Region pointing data
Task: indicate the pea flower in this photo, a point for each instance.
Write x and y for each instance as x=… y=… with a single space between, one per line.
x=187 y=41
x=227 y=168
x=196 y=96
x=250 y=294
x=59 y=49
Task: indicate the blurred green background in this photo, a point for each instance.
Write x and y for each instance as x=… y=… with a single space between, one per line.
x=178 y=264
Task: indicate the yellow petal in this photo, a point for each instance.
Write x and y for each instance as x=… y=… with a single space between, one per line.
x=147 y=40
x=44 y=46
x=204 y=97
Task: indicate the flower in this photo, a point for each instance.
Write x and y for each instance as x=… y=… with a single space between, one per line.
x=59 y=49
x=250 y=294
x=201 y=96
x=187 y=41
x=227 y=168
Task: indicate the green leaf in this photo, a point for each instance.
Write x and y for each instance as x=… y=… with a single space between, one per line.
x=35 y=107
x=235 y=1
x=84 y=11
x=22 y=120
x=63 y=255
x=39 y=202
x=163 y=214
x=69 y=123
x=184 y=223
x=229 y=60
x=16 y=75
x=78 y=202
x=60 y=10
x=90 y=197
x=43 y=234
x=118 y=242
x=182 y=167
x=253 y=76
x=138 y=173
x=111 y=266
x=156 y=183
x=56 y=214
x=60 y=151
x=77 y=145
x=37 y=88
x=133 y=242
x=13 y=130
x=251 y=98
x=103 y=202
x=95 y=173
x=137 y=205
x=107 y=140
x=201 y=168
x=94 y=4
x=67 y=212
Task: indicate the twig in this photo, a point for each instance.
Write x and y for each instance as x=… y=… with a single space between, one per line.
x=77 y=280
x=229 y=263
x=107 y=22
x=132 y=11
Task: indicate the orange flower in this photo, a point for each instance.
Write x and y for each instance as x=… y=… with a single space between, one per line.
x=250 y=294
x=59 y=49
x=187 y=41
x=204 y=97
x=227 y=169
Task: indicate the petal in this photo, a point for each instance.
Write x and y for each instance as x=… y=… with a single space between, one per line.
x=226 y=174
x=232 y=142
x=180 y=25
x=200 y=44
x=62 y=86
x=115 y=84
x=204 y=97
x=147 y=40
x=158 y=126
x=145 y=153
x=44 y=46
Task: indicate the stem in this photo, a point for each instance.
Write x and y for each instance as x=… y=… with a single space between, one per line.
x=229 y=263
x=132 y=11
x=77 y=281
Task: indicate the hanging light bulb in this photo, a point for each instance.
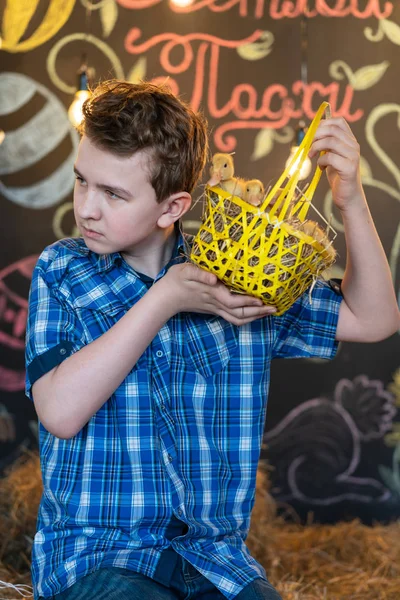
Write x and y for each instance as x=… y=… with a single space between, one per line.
x=82 y=93
x=306 y=167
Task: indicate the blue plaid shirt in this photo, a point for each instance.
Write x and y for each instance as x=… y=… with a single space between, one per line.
x=179 y=440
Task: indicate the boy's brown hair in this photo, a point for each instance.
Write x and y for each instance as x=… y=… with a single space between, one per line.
x=124 y=117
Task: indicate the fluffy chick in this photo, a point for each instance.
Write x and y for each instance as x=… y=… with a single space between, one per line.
x=222 y=171
x=253 y=192
x=312 y=229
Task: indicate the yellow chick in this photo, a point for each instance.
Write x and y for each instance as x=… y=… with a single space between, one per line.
x=253 y=192
x=222 y=171
x=312 y=229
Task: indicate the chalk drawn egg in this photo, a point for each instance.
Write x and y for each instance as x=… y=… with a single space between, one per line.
x=34 y=140
x=14 y=289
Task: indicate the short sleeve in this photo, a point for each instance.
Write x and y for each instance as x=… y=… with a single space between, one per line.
x=53 y=331
x=308 y=328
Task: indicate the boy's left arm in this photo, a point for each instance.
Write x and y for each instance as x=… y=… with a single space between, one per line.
x=369 y=310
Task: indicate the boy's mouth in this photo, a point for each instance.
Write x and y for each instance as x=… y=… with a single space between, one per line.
x=91 y=232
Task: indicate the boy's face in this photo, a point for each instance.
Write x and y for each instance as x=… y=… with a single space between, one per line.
x=114 y=203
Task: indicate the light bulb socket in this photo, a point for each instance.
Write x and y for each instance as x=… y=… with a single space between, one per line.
x=82 y=76
x=301 y=131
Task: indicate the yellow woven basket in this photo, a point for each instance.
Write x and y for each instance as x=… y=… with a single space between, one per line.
x=257 y=251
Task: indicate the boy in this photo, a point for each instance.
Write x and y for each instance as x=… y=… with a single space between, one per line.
x=150 y=378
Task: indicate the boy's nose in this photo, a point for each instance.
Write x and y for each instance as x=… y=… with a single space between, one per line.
x=88 y=206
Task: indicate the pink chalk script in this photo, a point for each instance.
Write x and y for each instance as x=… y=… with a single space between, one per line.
x=281 y=9
x=246 y=107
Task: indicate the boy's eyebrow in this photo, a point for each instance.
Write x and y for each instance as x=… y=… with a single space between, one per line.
x=103 y=186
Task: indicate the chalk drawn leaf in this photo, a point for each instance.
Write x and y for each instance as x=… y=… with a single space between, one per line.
x=138 y=71
x=368 y=76
x=362 y=79
x=392 y=30
x=259 y=49
x=17 y=15
x=365 y=169
x=263 y=144
x=57 y=14
x=374 y=37
x=108 y=16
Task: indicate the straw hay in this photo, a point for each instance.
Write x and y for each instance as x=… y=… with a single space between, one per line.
x=346 y=561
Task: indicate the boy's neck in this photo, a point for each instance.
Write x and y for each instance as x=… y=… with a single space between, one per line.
x=152 y=259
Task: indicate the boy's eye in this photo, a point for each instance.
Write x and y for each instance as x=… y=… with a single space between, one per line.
x=80 y=179
x=112 y=195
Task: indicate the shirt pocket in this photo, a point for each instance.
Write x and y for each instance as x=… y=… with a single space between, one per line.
x=210 y=343
x=99 y=315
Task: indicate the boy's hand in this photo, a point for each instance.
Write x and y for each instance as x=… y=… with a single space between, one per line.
x=341 y=160
x=188 y=288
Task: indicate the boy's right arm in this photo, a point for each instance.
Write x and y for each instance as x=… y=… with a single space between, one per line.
x=67 y=396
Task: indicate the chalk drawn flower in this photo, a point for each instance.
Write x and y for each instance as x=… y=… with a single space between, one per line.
x=369 y=404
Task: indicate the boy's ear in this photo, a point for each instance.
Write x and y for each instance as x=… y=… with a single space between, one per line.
x=176 y=206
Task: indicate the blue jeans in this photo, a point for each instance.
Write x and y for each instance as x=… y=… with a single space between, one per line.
x=186 y=584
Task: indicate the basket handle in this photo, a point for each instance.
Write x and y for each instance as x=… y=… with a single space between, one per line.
x=284 y=200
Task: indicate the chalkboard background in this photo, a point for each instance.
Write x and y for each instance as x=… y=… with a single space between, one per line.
x=331 y=433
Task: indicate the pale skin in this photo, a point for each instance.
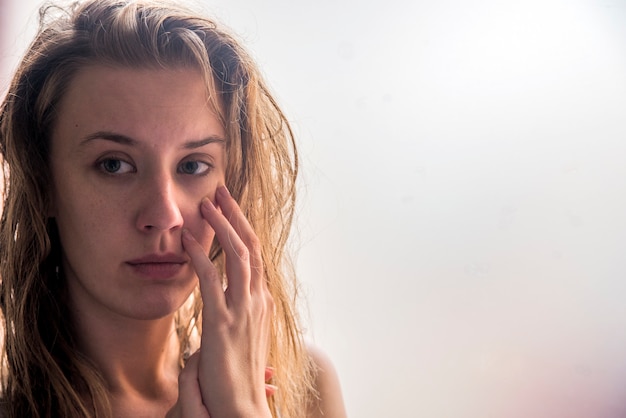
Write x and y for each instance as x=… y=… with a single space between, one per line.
x=133 y=155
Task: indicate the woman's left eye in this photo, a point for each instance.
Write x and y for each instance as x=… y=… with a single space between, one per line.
x=194 y=167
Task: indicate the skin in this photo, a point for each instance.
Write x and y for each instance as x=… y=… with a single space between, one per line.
x=138 y=165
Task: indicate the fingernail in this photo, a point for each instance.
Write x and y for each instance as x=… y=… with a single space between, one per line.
x=187 y=235
x=224 y=190
x=206 y=202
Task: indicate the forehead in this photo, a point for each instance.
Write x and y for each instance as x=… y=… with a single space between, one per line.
x=137 y=102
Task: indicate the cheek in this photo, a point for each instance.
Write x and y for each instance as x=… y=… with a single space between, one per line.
x=201 y=230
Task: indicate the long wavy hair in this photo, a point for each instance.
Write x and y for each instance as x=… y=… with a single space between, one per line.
x=43 y=373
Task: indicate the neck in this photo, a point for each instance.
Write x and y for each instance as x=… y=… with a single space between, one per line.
x=137 y=358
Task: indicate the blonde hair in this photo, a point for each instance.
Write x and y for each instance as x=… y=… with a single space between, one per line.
x=43 y=373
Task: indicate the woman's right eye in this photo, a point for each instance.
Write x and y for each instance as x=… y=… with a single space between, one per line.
x=115 y=166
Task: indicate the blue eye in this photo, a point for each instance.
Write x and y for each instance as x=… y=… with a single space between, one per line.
x=194 y=167
x=115 y=166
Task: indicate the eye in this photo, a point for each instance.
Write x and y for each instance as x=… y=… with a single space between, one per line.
x=194 y=167
x=115 y=166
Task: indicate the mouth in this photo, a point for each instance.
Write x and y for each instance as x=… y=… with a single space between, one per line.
x=158 y=266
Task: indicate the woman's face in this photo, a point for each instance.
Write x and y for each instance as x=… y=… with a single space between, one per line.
x=133 y=153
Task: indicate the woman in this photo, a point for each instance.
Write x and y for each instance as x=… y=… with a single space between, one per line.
x=149 y=172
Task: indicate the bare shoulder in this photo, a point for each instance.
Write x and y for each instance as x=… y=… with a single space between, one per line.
x=329 y=403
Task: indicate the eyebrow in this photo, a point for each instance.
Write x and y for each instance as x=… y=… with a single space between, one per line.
x=126 y=140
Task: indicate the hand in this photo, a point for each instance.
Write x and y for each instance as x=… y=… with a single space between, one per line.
x=235 y=322
x=189 y=403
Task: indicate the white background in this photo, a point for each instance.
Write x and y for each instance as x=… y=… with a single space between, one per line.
x=462 y=219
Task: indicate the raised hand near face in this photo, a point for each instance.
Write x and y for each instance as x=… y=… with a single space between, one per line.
x=236 y=322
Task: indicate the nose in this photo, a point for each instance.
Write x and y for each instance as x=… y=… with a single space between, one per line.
x=160 y=208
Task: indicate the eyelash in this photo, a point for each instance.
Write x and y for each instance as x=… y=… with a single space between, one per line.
x=101 y=165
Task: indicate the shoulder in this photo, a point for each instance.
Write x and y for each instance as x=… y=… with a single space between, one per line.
x=329 y=402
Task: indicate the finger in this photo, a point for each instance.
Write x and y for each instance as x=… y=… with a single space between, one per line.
x=235 y=250
x=244 y=230
x=208 y=277
x=190 y=402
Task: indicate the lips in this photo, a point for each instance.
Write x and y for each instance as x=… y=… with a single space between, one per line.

- **Work to complete**: Copy the records above exactly, from the first line through the line containing "Task: indicate the orange", and include nothing else.

- **Final answer**:
Task: indicate the pea flower in this photo, a point for each instance.
Write x and y for each instance as x=… y=… with a single space between, one per line.
x=187 y=41
x=227 y=168
x=196 y=96
x=250 y=294
x=59 y=49
Task: indicate the blurred green background in this photo, a point for each instance.
Write x and y for each instance as x=… y=… with a single space between, one per line.
x=178 y=264
Task: indicate the yellow petal in this photo, a point for each instance.
Write x and y for each instance as x=… y=… with a single space between, one per line.
x=147 y=40
x=44 y=46
x=204 y=97
Task: indicate the flower in this photo, a point for each instance.
Write x and y for each instance as x=… y=… with a single space between, one per line.
x=59 y=49
x=250 y=294
x=201 y=96
x=187 y=41
x=227 y=168
Task: indicate the green leaf in this photo, a point for each instance.
Write x and y for each instance as x=… y=… with a single space between, one per line.
x=35 y=107
x=235 y=1
x=84 y=11
x=22 y=120
x=63 y=255
x=39 y=202
x=163 y=214
x=69 y=123
x=184 y=223
x=229 y=60
x=16 y=75
x=78 y=202
x=60 y=10
x=90 y=197
x=43 y=234
x=118 y=242
x=182 y=167
x=253 y=76
x=138 y=173
x=111 y=266
x=156 y=183
x=56 y=214
x=60 y=151
x=77 y=145
x=37 y=88
x=133 y=242
x=13 y=130
x=251 y=98
x=103 y=202
x=95 y=173
x=137 y=205
x=107 y=140
x=201 y=168
x=94 y=4
x=67 y=212
Task: indicate the twig in this photo, a point for each instance.
Write x and y for each instance as x=… y=… with a single space between, one per line.
x=77 y=280
x=229 y=263
x=107 y=22
x=132 y=11
Task: indicate the orange flower in this photo, a point for each instance.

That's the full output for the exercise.